# TASK DESCRIPTION
Please copy out every line in full, starting at the one containing "Target phrase = ivy on wall" and ending at the last one, adding 13 to each x and y coordinate.

** start **

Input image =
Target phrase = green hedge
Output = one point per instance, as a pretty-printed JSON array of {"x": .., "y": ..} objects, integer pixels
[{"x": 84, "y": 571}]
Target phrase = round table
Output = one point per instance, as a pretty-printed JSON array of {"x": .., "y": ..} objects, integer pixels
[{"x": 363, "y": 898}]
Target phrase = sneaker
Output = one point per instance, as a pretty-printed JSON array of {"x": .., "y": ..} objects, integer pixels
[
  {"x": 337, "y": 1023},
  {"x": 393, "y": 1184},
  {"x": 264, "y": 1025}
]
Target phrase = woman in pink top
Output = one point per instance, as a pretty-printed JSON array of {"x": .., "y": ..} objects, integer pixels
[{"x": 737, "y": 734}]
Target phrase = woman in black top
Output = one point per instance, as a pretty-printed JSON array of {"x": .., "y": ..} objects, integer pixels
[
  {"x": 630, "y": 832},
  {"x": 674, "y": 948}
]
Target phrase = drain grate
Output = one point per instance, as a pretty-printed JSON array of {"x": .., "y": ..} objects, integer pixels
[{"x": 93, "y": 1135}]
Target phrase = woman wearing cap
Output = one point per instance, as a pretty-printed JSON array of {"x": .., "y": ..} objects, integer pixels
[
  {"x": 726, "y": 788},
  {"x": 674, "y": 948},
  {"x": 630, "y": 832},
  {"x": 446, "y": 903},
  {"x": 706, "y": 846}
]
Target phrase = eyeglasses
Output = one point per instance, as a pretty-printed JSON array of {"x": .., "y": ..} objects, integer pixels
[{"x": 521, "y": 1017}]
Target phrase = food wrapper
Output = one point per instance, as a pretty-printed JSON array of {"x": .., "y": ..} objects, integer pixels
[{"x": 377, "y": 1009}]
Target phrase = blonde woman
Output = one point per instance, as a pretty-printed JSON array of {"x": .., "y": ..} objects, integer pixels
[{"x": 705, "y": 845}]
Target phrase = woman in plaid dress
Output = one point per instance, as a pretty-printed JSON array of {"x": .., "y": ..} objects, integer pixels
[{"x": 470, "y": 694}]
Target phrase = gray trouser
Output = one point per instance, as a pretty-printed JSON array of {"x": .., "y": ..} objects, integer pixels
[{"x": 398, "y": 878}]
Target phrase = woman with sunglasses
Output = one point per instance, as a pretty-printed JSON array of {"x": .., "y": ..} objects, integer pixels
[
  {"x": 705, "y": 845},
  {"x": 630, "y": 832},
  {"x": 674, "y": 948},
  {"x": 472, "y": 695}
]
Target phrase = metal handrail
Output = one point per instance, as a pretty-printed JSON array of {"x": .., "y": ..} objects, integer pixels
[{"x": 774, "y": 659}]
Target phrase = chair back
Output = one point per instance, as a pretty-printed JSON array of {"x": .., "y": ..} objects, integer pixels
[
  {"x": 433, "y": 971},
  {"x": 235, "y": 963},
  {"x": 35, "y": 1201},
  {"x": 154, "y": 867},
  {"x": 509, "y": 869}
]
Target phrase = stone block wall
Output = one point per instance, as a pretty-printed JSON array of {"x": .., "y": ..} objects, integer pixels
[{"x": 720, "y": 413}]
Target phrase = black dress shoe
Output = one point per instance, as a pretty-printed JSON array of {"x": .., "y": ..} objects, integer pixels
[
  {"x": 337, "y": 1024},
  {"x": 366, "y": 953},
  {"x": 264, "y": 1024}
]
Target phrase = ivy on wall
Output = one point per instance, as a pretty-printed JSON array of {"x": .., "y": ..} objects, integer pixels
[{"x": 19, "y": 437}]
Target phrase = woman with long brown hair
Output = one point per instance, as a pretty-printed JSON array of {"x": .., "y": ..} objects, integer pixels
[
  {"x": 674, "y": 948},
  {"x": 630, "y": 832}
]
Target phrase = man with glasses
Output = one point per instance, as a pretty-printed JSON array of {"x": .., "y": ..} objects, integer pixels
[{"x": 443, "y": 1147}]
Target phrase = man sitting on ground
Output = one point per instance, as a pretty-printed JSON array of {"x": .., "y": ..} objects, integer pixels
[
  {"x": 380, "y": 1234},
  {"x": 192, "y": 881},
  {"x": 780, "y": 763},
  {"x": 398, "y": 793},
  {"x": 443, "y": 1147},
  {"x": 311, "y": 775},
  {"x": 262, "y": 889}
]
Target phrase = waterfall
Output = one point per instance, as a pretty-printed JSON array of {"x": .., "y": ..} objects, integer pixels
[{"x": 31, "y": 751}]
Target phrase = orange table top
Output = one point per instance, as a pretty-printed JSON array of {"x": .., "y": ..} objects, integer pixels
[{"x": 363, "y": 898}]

** end **

# WRITTEN ANSWER
Target phrase = ivy on wall
Output = one point per instance, as a pretty-printed JSON array of {"x": .., "y": ..} objects, integer pixels
[{"x": 32, "y": 450}]
Target phrase = woman with long brown hair
Output = one point per instance, as a pretty-printed JSON array of {"x": .., "y": ..} objects, integer pixels
[
  {"x": 687, "y": 961},
  {"x": 643, "y": 845}
]
Target phrase = man with glasses
Output = one point per instance, as a pretty-printed JSON array of {"x": .., "y": ..} objects, integer pixels
[{"x": 456, "y": 1160}]
Target phrase = man sitting on ground
Output = one point per instance, as a pretty-printed JSON array of {"x": .., "y": ..} objects, integer pixels
[
  {"x": 393, "y": 1247},
  {"x": 205, "y": 894},
  {"x": 793, "y": 776},
  {"x": 411, "y": 806},
  {"x": 456, "y": 1160},
  {"x": 324, "y": 788},
  {"x": 275, "y": 902}
]
Target phrase = waterfall
Output = one point per instance, as a pretty-printed JSON array of {"x": .., "y": ..} objects, integer pixels
[{"x": 44, "y": 764}]
Target phrase = orange table top
Output = one point per instance, as a pretty-printed JSON array of {"x": .., "y": ..} objects, integer pixels
[{"x": 376, "y": 911}]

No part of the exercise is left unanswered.